======== Input data ========
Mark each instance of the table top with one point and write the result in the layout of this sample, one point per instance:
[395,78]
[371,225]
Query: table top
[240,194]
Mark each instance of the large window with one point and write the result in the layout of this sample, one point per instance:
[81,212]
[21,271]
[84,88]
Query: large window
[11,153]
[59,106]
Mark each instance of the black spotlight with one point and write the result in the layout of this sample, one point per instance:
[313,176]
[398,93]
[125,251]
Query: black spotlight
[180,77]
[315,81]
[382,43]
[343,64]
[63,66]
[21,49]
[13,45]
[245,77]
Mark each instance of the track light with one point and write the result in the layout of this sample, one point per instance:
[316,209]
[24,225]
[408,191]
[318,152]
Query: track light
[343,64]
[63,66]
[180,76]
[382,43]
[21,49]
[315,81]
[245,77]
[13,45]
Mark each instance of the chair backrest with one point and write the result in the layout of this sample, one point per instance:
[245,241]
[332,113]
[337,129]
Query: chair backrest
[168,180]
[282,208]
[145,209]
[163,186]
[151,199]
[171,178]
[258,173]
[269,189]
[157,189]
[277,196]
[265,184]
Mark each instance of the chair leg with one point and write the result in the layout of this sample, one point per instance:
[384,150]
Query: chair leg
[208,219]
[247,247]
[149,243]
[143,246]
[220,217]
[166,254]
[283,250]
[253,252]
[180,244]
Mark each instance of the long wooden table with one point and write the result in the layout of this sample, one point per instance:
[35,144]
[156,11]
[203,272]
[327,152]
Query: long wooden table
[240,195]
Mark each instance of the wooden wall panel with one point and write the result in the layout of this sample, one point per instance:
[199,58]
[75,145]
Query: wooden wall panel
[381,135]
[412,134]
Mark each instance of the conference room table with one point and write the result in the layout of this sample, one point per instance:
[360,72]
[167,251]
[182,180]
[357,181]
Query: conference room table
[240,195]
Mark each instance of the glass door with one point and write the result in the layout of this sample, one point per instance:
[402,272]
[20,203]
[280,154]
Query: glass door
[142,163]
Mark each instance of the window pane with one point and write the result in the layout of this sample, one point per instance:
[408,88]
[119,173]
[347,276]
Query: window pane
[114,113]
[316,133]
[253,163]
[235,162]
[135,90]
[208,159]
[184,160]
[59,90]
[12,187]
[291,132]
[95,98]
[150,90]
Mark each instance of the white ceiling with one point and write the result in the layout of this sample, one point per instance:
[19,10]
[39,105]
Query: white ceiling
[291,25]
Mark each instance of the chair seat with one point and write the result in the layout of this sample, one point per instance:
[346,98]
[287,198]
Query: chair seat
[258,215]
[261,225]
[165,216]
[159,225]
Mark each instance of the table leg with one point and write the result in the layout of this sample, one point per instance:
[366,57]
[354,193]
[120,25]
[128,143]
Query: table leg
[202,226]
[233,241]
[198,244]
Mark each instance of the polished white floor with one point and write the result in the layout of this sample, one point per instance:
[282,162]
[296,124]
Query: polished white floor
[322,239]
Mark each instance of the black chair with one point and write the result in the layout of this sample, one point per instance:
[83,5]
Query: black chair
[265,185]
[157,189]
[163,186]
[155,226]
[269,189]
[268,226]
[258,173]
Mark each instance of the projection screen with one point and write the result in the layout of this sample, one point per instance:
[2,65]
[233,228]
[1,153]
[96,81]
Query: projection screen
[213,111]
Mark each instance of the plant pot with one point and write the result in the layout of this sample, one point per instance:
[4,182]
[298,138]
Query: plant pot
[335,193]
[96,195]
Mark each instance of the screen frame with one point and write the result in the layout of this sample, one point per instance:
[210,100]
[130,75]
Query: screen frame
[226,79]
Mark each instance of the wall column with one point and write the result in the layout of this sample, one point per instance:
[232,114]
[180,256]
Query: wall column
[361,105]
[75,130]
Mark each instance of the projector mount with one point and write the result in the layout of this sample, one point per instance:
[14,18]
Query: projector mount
========
▶ _Aim of the exercise_
Where a line of the records includes "projector", copy it.

▶ _Your solution_
Mark each instance of the projector mount with one point and write the result in the layout of this sample, one point per instance:
Query: projector mount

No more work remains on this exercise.